Continue the account of Seamus Heaney's broadcasting work for the BBC from the point where it stops.
Start of Excerpt to read
Not only did we have a great day out in Magherafelt (and a splendid meal at Church Street) but I learnt a good deal about Seamus Heaney. T and I joined the On Home Ground Festival last Friday and caught up with Geraldine and Eugene Kielt, Maura Johnston, Marie-Louise Muir, James Kerr and Medbh McGuckian. Excellent readings and performances of course, but for me the most memorable was to see two of the many programmes that Seamus Heaney made for BBC NI, followed by a talk from Pat Loughrey, the ex-Controller of BBC NI, about Heaney's work for the BBC.
I only had a sketchy knowledge of Heaney's broadcasting work. I didn’t realise that he had begun working for the BBC in 1966, having been introduced by Philip Hobsbaun, the leader of the Belfast Group. At first Heaney worked only for the Schools Broadcasting Department, writing and narrating radio broadcasts for children on diverse topics such as language, mythology, landscape, poetry, childhood and farming practices.
End of Excerpt to read
Start of Dataset excerpts
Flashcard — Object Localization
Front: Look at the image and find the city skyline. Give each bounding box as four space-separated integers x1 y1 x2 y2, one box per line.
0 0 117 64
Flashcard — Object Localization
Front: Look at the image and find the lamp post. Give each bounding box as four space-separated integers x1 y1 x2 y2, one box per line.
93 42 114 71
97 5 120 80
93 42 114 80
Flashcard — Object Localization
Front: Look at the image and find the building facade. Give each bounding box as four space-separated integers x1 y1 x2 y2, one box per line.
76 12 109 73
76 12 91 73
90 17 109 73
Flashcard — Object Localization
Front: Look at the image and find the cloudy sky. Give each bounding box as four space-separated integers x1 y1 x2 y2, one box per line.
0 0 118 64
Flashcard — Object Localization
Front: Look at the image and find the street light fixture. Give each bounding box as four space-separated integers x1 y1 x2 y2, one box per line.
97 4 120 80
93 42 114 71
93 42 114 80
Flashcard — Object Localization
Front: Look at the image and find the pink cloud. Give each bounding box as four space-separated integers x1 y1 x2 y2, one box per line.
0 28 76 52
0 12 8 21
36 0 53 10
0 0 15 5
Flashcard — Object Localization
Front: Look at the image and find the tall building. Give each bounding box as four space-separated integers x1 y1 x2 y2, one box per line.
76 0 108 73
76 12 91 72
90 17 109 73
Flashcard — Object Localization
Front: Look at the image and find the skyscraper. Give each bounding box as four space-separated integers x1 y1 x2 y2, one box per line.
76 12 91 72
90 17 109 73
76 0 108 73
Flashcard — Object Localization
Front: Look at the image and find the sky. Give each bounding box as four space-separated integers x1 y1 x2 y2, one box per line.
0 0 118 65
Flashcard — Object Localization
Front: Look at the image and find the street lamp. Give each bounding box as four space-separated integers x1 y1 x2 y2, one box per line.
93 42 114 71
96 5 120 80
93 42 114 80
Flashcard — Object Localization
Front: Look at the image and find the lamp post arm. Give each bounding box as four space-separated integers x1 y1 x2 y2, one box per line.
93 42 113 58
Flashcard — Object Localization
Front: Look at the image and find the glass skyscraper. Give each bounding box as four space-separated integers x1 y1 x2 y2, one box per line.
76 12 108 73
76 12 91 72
End of Dataset excerpts
Exercise result>
In many ways this was a radical step for BBC NI, for here was a Catholic nationalist writing and narrating programmes at a time when such voices were not normally in positions of authority on the airwaves. Yet Heaney also had impeccable credentials, as a lecturer at Queen's and being published by Faber and Faber. Surprisingly, Heaney's early radio work passed off with very little comment in NI. Whereas, his later television work (a series of programmes in a similar vein to his radio work) provoked more reaction, being described by some as 'papist propaganda'.
Heaney was a gifted broadcaster. The films I saw were apparently simple, but with considerable depth. The first concerned the language of boundaries as Heaney roamed across the landscape of his childhood in South Derry. The second was set in Lough Erne and concerned pagan beliefs and the early Christian church. Heaney had a natural flair for engagement with both his subject and the audience - he informed, educated and entertained. As Pat Loughrey observed, his scripts were almost written in verse.
Well done to Marie-Louise Muir for putting together the excellent Festival programme at Laurel Villa. Many thanks to Geraldine and Eugene for their hospitality. It's a little over a year since Seamus' passing and only now are we becoming able to assess the extent of our loss. He was not just a great writer but also a great broadcaster (amongst other things) - all in all, a great communicator.